▸ **Required action**:
For this exercise, write each entry below out precisely and omit the pictures.

# # # #

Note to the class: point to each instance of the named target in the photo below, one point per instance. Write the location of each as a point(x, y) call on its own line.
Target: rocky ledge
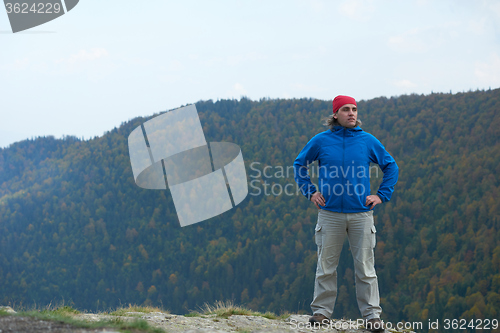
point(201, 323)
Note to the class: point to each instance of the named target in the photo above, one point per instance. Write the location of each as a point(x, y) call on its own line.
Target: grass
point(135, 308)
point(66, 314)
point(228, 308)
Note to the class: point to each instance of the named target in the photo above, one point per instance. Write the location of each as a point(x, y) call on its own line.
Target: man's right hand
point(318, 199)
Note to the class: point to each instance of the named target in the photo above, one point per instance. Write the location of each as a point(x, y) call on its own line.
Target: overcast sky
point(109, 61)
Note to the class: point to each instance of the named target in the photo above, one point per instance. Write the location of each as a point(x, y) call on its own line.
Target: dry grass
point(228, 308)
point(136, 308)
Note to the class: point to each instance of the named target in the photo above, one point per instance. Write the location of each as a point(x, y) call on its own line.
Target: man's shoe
point(375, 325)
point(318, 318)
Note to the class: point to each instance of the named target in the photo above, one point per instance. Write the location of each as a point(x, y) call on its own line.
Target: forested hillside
point(75, 227)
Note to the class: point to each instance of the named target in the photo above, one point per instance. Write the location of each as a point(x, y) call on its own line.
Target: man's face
point(347, 115)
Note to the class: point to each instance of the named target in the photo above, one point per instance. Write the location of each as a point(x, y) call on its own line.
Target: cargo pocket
point(373, 236)
point(318, 237)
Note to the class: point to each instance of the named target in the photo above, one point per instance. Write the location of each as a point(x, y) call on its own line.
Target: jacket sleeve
point(380, 156)
point(308, 155)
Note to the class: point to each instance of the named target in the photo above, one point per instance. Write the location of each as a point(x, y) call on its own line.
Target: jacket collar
point(338, 128)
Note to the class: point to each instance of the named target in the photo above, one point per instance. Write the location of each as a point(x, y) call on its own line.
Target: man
point(344, 153)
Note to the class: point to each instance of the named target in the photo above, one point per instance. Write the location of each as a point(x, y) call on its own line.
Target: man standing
point(344, 153)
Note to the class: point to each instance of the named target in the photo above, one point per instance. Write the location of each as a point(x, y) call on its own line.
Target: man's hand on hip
point(372, 200)
point(318, 199)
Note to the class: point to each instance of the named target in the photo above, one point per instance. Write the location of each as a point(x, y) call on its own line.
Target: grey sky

# # # #

▸ **Result for this task**:
Note to the class: point to each instance of the named target in the photo below, one point per instance. Write the location of each as a point(x, y) call on its own line.
Target: rocky ledge
point(201, 323)
Note to the class: point to each instance of the named target in the photo above, one point per instance. Write the location of each as a point(x, y) call on its own line.
Target: grass
point(135, 308)
point(66, 314)
point(228, 308)
Note to the class: point to each instance of the named target in the photo above, one point per instance. Write the location of each as a point(x, y) call on its own line.
Target: man's right hand
point(318, 199)
Note to the class: point to each instance of the named target in the photo above, one point per instance. Write the location of each as a point(x, y) call on its own line.
Target: overcast sky
point(109, 61)
Note to the class: point to each instance of the named target in the photo above, one point per instance. Write the location of each as a point(x, y) call on its own line.
Target: dry grass
point(228, 308)
point(136, 308)
Note to the class: point to each instance of the named target in the photo above, one point per instance. Write the location of each as a point(x, y) call on its own line.
Target: man's shoe
point(375, 325)
point(318, 318)
Note to the class: point to each instance of the named target in the photo above, one point per instance. Write the location of each as a point(x, y) call on its own line.
Target: forested hillside
point(75, 227)
Note to the class: point to each instance of the named target in the photo above, one point per instance. Write the location of each as a point(x, y) call on its own line.
Target: man's face
point(347, 115)
Note to the class: point to each instance of the named target in the photo above, one point per instance. Write the location of each as a point(x, y) call on its own line.
Target: cargo pocket
point(373, 236)
point(318, 237)
Note to the class: point to each instance of the named target in the photo above, one point per instance. Write the location of each as a point(x, y) call on its own line.
Target: jacket sleeve
point(380, 156)
point(308, 155)
Note to the class: point to each instance of the named target in the photo above, one point per instance. Write the location of each as a point(x, y) call on its own line.
Target: jacket collar
point(338, 128)
Note to the class: point to each instance of the named target in the photo above, one point per instance. Write the location of each as a point(x, y) call on its own line.
Target: man
point(344, 153)
Note to the class: point to each instance of the named target in the photo above, one point per instance. Write the location of each as a point(x, y) call on its own line.
Target: man standing
point(344, 153)
Note to the class: point to each instance of the named target in the photo above, one point per instance. Write the location of each as a point(x, y) call on its own line.
Target: man's hand on hip
point(372, 200)
point(318, 199)
Note to the class: point to each instance of the named target in the photo above, one point per instance. Write the location of each as a point(x, y) call on its own line.
Target: grey sky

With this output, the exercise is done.